#### TEXT SHOWN
National wildlife refuge in the United States

Located in Coös County, New Hampshire, and Oxford County, Maine, Umbagog National Wildlife Refuge is a northern treasure in the National Wildlife Refuge System. The diversity of exceptional habitats provides excellent breeding and foraging areas for migratory birds, endangered species, resident wildlife, and rare plants. The refuge protects over 25650 acre of wetland and forested upland habitat along Umbagog Lake. About 70% of its area is in New Hampshire and 30% in Maine.

==Habitat and wildlife==
Umbagog Lake has extensive wetland complexes that are excellent for waterfowl production. One example is Harper's Meadow. In 1972, the Secretary of the Interior designated part of the wetlands at Harper's Meadow as a Floating Island National Natural Landmark. This designation recognized the floating bog and wetlands as a significant natural area, one of a very special group of places illustrating the diversity of the country’s natural history.

Umbagog Lake is more than 7 mi in length and covers more than 7000 acre, making it the largest lake along the New Hampshire/Maine border. It has an average depth of only 15 ft.

The Umbagog area, unique in its habitats, provides home to many different species. Situated at the southern range of the boreal forests and the northern range of the deciduous forests, the Umbagog area is a transition zone providing homes to species of both habitat types. A total of 229 bird species have been observed on the refuge, and 137 species are known to breed there. There are many species of songbirds, including 24 varieties of warblers. The abundance of fish in the lakes and rivers provide food for the local populations of osprey and bald eagles. Mink, river otter, muskrat, and beaver can be seen in the lakes and rivers, while raccoons, black bears, coyotes, fishers, red foxes, marten, bobcats, gray foxes, white-tailed deer and a dense population of moose inhabit the uplands. The extensive wetlands and marshes provide ideal habitat for waterfowl, such as common mergansers, American black ducks, common goldeneye and common loons.

#### EXTRACTED RECORDS
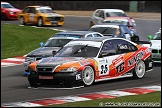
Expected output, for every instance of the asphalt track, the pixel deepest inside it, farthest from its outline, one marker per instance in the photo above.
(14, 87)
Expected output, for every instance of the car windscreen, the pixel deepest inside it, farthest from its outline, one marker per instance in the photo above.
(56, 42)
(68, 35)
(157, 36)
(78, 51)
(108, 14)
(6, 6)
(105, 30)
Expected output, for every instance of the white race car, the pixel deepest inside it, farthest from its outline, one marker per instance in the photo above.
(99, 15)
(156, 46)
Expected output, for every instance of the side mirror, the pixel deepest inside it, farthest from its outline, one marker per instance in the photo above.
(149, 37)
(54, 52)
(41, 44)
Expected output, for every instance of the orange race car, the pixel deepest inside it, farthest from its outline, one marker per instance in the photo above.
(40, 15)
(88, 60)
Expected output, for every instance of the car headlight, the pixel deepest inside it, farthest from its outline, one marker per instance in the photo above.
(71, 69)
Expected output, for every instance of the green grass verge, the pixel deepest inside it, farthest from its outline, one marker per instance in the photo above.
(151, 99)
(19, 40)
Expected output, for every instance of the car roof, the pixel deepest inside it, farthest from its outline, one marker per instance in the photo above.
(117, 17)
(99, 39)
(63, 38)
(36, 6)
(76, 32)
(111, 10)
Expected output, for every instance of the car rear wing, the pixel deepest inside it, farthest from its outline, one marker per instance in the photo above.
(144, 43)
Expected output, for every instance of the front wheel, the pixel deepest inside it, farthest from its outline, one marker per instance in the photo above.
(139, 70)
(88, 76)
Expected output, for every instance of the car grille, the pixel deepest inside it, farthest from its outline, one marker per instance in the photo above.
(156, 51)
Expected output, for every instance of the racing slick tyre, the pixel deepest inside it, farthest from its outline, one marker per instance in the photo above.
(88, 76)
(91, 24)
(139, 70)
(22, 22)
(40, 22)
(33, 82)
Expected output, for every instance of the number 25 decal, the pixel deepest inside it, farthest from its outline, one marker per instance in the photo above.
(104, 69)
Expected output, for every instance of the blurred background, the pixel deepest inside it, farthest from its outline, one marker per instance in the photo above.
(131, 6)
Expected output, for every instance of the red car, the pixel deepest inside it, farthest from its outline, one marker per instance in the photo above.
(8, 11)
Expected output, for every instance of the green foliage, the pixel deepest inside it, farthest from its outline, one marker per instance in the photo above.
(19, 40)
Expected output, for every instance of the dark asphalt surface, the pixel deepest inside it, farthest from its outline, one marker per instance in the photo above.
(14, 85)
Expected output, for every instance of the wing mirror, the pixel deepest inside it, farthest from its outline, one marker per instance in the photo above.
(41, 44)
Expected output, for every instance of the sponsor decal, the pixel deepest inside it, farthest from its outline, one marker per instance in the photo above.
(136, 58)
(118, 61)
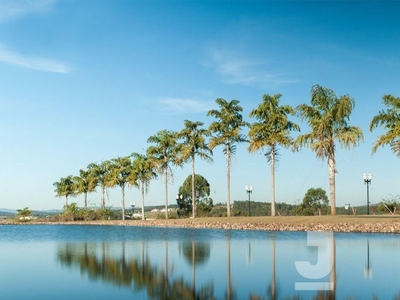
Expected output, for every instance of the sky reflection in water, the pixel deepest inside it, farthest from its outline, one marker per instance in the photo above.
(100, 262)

---

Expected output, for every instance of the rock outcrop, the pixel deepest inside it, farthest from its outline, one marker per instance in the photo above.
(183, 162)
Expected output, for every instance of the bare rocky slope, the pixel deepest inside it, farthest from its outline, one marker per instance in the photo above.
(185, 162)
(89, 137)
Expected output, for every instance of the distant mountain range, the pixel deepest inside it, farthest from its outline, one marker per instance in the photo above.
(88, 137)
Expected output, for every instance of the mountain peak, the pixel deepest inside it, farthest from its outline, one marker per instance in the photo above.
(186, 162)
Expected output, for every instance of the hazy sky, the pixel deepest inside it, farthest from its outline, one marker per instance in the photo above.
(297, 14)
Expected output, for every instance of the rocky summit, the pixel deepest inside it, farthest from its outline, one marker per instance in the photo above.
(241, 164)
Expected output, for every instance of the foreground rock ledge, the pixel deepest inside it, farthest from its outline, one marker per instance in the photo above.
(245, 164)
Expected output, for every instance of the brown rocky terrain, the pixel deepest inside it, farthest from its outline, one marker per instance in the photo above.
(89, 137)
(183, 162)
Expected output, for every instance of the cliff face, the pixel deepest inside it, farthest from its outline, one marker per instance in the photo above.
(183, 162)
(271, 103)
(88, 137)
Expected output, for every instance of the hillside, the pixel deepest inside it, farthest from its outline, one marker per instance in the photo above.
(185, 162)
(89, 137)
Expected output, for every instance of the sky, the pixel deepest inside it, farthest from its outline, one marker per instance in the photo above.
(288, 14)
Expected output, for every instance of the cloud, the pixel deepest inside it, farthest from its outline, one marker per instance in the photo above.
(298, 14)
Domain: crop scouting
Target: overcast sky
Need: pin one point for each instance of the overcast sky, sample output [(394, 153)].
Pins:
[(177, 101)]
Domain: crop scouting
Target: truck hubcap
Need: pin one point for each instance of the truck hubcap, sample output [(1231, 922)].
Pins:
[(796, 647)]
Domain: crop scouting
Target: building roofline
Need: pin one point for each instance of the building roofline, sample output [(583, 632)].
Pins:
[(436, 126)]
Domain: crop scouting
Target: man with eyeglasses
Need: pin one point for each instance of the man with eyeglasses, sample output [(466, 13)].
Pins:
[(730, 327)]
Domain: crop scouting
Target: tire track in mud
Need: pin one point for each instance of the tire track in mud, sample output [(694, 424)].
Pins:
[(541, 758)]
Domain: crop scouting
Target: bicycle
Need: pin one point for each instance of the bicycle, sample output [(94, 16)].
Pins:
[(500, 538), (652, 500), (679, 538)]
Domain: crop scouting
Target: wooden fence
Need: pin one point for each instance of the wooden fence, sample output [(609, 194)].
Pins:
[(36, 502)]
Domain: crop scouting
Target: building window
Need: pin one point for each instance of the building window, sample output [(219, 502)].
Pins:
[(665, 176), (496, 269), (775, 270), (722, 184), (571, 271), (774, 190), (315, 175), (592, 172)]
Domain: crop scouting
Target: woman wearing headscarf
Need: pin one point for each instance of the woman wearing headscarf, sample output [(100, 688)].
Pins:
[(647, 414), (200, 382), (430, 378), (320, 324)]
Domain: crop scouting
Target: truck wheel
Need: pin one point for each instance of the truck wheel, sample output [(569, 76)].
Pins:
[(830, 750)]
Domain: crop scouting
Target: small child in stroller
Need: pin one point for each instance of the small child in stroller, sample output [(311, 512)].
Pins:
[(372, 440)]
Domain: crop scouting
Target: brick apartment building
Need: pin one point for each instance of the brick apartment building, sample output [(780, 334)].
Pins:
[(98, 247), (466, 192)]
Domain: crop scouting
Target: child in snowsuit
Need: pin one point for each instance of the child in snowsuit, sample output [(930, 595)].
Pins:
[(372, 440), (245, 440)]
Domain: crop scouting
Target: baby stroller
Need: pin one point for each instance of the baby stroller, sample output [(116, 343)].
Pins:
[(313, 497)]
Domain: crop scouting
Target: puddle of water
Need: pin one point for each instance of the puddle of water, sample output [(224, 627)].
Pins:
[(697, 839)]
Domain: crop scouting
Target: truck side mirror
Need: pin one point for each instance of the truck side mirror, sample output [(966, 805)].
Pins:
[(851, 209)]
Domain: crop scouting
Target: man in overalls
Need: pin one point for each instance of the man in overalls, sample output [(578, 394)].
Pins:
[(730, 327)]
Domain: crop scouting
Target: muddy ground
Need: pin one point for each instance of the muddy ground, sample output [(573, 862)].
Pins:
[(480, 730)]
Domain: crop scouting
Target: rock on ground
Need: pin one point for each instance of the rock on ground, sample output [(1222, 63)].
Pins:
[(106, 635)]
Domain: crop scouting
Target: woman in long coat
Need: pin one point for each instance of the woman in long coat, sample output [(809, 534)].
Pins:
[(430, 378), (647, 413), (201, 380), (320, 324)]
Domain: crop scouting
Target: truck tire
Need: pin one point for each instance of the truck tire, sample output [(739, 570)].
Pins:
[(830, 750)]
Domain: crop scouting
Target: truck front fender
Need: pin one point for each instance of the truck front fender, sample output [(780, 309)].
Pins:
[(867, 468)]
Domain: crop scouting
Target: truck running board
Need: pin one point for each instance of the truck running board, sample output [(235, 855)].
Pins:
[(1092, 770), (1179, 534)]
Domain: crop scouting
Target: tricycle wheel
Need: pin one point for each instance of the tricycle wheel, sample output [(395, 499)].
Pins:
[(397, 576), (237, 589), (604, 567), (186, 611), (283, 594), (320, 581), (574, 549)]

#### DIRECTIONS
a. Decide whether each statement agrees with the Umbagog refuge text. For each, answer yes or no and quote the deciding words of the text. (i) Umbagog Lake is the largest lake along the New Hampshire/Maine border. (ii) Most of the refuge's area lies in Maine. (iii) Part of the wetlands at Harper's Meadow received its landmark designation in 1980.
b. Using the Umbagog refuge text, answer each question, one per line:
(i) How many bird species have been observed on the refuge?
(ii) What is the average depth of Umbagog Lake?
(iii) How many varieties of warblers are mentioned?
c. Write a continuation of the Umbagog refuge text, starting after its final sentence.

#### ACTIVITY ANSWERS
a.
(i) Yes: "making it the largest lake along the New Hampshire/Maine border"
(ii) No: "About 70% of its area is in New Hampshire and 30% in Maine."
(iii) No: "In 1972, the Secretary of the Interior designated part of the wetlands at Harper's Meadow as a Floating Island National Natural Landmark."

b.
(i) 229
(ii) 15 ft
(iii) 24

c.
The area provides habitat for raptor species such as the bald eagle. In 1989, bald eagles successfully nested in New Hampshire on Umbagog Lake for the first time since 1949.

Migratory non-game birds like the northern harrier, American bittern and great blue heron depend on habitat around Umbagog Lake. Abundant fish populations and wetland habitat support one of the highest concentrations of nesting osprey in New Hampshire. The areas forested wetlands support good numbers of black ducks, ring-necked ducks, and goldeneye. Wood ducks, mallards, hooded and common mergansers also nest in the area. The lake provides habitat for migrating scaup, three varieties of scoters and Canada geese.